Zum Ende der Pressekonferenz machte sich Alfred Gislason bei den einheimischen Journalisten noch ein wenig unbeliebt. Der deutsche Bundestrainer ist schon lange genug in Deutschland, um sich der speziellen Beziehung zwischen Köln und Düsseldorf bewusst zu sein.
„Ich war den Tränen nah“
Dennoch lautete sein Fazit, als er nach einem Vergleich der Kulisse in der Kölner Lanxess Arena und jener beim Auftaktspiel der deutschen Handball-Nationalmannschaft im Düsseldorfer Fußballstadion gefragt wurde: „Die Lautstärke auf dem Spielfeld war nicht so hoch wie in der Kölner Arena, muss ich ehrlicherweise sagen, tut mir leid.“
Böse war Gislason für diesen Satz niemand, er sorgte eher für Schmunzler. Zumal der Isländer auch betonte, dass das Ambiente beim 27:14-Erfolg des DHB-Teams gegen die Schweiz zum Auftakt in die Heim-EM doch außergewöhnlich war.
Deutschland schlägt die Schweiz bei Weltrekord-Kulisse
Wesentlich euphorischer bewerteten seine Spieler die Party vor 53.586 Zuschauern - Weltrekord für ein Handballspiel.
Adjektive wie „gigantisch“, „überwältigt“, „brutal“, „geil“, „unfassbar“, „bombastisch“, „einmalig“ und „unbeschreiblich“ wählten die DHB-Stars für das, was sie zuvor erlebt hatten.
Dass etwas Besonderes in der Luft lag, merkte man in der Merkur Spiel-Arena bereits, als sich die Tribünen allmählich füllten. Beim vorgezogenen Auftaktspiel zwischen Frankreich und Nordmazedonien (39:29) lief das Fest noch mit angezogener Handbremse, doch je näher die Partie des deutschen Teams rückte, desto mehr stieg das Kribbeln unter allen Anwesenden.
DHB-Stars euphorisch: „Das war Wahnsinn“
„Der Einlauf war gigantisch. Ich musste sofort anfangen zu lächeln“, beschrieb Spielmacher Juri Knorr den Moment kurz vor Spielbeginn, als der Gastgeber vorgestellt wurde.

▸ Gegebene Daten:

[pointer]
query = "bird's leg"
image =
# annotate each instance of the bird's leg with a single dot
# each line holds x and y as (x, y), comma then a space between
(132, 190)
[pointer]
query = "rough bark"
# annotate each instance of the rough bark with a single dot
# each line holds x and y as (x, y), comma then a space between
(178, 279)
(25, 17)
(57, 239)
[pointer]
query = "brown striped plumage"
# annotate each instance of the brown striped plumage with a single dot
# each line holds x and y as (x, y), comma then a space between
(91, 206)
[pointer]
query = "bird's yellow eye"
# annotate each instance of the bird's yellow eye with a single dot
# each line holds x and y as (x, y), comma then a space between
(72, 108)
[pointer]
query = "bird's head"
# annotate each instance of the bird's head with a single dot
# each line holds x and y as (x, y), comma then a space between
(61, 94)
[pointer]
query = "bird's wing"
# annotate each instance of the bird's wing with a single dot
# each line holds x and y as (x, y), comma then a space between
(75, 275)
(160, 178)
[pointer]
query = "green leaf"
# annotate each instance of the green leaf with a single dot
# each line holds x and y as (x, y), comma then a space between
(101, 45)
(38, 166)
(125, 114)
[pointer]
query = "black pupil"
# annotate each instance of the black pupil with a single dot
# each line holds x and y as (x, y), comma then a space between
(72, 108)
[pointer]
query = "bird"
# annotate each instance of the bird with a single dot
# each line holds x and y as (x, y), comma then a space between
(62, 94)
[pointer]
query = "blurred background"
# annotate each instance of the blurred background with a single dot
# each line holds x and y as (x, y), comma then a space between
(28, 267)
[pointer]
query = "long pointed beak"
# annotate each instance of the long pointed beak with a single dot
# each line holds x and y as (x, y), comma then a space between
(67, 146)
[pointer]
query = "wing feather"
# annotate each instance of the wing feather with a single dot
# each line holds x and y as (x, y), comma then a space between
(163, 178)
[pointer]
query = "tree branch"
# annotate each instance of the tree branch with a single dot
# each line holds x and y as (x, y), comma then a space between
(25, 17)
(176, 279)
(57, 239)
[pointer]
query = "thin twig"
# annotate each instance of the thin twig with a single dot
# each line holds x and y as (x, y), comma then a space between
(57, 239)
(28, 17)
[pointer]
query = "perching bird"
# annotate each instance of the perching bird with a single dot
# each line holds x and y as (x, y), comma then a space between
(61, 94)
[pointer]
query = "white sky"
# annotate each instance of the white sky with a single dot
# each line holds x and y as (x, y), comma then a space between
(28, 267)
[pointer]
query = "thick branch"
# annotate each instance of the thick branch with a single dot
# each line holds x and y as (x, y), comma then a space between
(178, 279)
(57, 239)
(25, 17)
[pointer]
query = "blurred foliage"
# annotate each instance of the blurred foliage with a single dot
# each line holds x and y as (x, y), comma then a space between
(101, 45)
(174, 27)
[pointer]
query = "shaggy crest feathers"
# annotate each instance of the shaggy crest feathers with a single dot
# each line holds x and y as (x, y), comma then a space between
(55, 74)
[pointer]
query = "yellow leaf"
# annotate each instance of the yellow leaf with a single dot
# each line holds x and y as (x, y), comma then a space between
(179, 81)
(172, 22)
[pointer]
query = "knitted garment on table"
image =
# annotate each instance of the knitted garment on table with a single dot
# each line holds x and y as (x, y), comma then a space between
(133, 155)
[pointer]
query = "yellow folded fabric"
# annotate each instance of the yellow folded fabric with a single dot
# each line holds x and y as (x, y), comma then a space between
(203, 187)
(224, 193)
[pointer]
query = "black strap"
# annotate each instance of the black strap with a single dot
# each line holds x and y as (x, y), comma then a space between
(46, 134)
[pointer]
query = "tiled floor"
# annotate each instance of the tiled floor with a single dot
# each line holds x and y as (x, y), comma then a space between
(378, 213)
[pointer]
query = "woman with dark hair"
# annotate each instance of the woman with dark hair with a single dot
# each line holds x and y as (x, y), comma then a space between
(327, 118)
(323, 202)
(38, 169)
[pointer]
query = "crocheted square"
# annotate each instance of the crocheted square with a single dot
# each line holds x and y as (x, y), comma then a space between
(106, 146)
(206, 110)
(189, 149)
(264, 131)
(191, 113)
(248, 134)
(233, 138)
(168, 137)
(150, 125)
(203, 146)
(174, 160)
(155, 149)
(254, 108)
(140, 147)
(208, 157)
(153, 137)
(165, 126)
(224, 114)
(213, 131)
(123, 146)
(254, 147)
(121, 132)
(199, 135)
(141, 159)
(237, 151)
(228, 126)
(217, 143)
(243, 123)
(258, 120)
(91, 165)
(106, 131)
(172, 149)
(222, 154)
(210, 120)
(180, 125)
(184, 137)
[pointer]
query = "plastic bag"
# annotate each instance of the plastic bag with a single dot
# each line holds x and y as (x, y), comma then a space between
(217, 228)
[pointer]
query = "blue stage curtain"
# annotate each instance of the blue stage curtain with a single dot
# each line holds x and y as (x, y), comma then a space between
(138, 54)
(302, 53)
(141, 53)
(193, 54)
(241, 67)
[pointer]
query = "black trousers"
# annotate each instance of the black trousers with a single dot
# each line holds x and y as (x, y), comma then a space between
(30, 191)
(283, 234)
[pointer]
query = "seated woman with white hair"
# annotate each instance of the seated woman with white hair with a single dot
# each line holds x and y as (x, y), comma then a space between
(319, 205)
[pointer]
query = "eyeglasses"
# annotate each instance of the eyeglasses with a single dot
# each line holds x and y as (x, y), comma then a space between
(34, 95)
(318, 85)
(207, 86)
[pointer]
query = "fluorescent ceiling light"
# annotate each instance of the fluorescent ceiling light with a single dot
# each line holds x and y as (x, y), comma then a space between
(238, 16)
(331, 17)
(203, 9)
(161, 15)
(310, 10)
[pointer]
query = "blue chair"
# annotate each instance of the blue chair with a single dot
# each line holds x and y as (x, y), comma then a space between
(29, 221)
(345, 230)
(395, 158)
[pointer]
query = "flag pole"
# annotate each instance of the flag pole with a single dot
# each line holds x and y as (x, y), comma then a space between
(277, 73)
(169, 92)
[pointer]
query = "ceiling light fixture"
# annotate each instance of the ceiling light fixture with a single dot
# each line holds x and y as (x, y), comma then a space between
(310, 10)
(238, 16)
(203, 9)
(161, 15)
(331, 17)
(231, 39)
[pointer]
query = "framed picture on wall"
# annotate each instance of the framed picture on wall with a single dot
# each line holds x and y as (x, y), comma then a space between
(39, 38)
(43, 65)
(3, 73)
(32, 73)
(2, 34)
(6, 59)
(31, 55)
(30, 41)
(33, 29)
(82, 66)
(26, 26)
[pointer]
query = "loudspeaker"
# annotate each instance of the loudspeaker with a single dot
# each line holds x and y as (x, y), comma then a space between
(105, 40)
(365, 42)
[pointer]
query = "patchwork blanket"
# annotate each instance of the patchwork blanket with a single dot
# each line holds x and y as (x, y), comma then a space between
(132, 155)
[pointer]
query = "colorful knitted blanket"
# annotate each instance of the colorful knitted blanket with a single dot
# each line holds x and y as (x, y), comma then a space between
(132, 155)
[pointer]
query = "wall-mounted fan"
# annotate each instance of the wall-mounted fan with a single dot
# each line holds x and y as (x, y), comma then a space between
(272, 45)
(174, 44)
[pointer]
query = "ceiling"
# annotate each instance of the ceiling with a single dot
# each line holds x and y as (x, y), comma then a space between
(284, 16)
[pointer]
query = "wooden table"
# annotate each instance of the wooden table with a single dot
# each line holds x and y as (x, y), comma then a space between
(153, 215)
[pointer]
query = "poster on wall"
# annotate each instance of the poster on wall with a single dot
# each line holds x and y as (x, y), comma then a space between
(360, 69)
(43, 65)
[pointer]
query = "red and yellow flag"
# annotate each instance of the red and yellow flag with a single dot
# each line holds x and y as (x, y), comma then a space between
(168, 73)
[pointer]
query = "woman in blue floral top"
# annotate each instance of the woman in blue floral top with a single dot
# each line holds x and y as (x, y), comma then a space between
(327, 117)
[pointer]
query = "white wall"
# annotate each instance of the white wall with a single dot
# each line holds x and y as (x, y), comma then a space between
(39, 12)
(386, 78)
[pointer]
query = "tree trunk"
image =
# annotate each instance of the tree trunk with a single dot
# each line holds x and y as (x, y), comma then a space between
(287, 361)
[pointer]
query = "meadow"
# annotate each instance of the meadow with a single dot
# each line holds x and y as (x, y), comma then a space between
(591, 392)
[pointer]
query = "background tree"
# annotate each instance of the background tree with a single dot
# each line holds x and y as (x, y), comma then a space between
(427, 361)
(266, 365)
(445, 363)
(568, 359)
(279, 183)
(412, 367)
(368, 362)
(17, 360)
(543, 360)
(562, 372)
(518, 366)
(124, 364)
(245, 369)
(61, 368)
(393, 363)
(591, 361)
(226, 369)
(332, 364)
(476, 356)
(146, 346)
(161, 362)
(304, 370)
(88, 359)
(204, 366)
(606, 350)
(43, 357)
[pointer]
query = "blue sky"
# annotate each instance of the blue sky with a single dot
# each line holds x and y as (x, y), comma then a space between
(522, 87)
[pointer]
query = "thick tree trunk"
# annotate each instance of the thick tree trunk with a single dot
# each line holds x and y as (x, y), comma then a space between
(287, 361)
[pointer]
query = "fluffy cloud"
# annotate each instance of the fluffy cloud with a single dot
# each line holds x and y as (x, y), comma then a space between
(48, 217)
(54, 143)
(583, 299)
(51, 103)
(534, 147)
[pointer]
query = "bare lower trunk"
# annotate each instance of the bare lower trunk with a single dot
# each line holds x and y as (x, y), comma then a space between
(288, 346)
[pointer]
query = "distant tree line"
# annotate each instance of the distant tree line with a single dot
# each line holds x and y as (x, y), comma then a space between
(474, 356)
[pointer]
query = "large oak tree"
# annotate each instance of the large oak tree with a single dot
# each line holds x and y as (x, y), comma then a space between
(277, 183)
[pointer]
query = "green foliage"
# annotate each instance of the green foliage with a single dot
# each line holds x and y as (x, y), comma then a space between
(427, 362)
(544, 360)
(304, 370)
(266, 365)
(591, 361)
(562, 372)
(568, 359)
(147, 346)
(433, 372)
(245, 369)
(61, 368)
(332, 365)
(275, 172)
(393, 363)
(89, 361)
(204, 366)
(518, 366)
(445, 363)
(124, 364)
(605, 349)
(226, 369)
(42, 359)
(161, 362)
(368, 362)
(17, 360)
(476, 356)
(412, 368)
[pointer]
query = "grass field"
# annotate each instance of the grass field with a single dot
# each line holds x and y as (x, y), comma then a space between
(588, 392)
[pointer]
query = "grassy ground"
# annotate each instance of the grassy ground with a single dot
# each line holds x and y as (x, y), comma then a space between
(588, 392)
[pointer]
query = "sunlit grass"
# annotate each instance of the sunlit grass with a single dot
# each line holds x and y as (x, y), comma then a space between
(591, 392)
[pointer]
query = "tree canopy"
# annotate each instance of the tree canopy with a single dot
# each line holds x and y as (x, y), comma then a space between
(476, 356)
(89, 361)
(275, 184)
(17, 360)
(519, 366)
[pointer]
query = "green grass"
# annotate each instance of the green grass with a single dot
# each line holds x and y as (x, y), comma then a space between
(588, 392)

▸ Aufgaben:
(A) Gib jede der obigen Zeilen an, die das Wort „brown“ enthält.
(B) Setze den Bericht über den deutschen Auftaktsieg gegen die Schweiz bei der Heim-EM nach seinem letzten Satz fort.

▸ Erwartete Ergebnisse:
(A)
query = "brown striped plumage"
# annotate each instance of the brown striped plumage with a single dot

(B)
Nach Anpfiff wurde jede gelungene Aktion frenetisch gefeiert. Selbst die mehreren Tausend Schweizer Fans waren begeistert, auch wenn ihre Mannschaft keinen guten Tag erwischte. Nach Ansage des Hallen- - oder in dem Fall Stadionsprechers - bekamen die Mitgereisten Auswärtsanhänger sogar Applaus vom deutschen Publikum.
Diese Stimmung steigerte sich von Minute zu Minute, ehe es spätestens bei der Auswechslung von Andreas Wolff kein Halten mehr gab. Die gesamte Arena erhob sich, es gab Sprechchöre für den überragenden Torhüter und von da an wurde bis zum Spielende knapp zehn Minuten durchgesungen. Auch die Laola-Welle schwappte durch das Rund.
„Das war Wahnsinn. Das war das Krankeste, was ich erlebt habe“, formulierte es Rune Dahmke wohl am überschwänglichsten. „Und so eine Nationalhymne – das ging wirklich durch Mark und Bein. Das war wirklich brutal. Das werde ich nie vergessen“, fügte der Linksaußen, der mit seinen 30 Jahren nun schon einiges erlebt hat, hinzu.
„Da ist das Stadiondach das erste Mal weggeflogen“
Auch Julian Köster kam aus dem Schwärmen nicht mehr heraus: „Ich hatte zwei Momente, die extrem in Erinnerung bleiben. Als wir zum Warmmachen rauskamen, ist das Stadiondach das erste Mal weggeflogen. Der zweite Moment war dann die Nationalhymne. Das waren große Gänsehautmomente.“
Knorr meinte: „Niemand hat es schonmal erlebt und niemand wird es wohl nochmal erleben. Jeder wusste, dass es etwas Einmaliges wird. Es war gigantisch.“ Da störte es auch kaum, dass ein paar Aktionen misslangen. „In manchen Phasen waren einige vielleicht sogar zu sehr euphorisiert, fast schon übermotiviert. Aber ich denke, das gehört dazu“, wusste der Mann von den Rhein-Neckar Löwen einzuschätzen.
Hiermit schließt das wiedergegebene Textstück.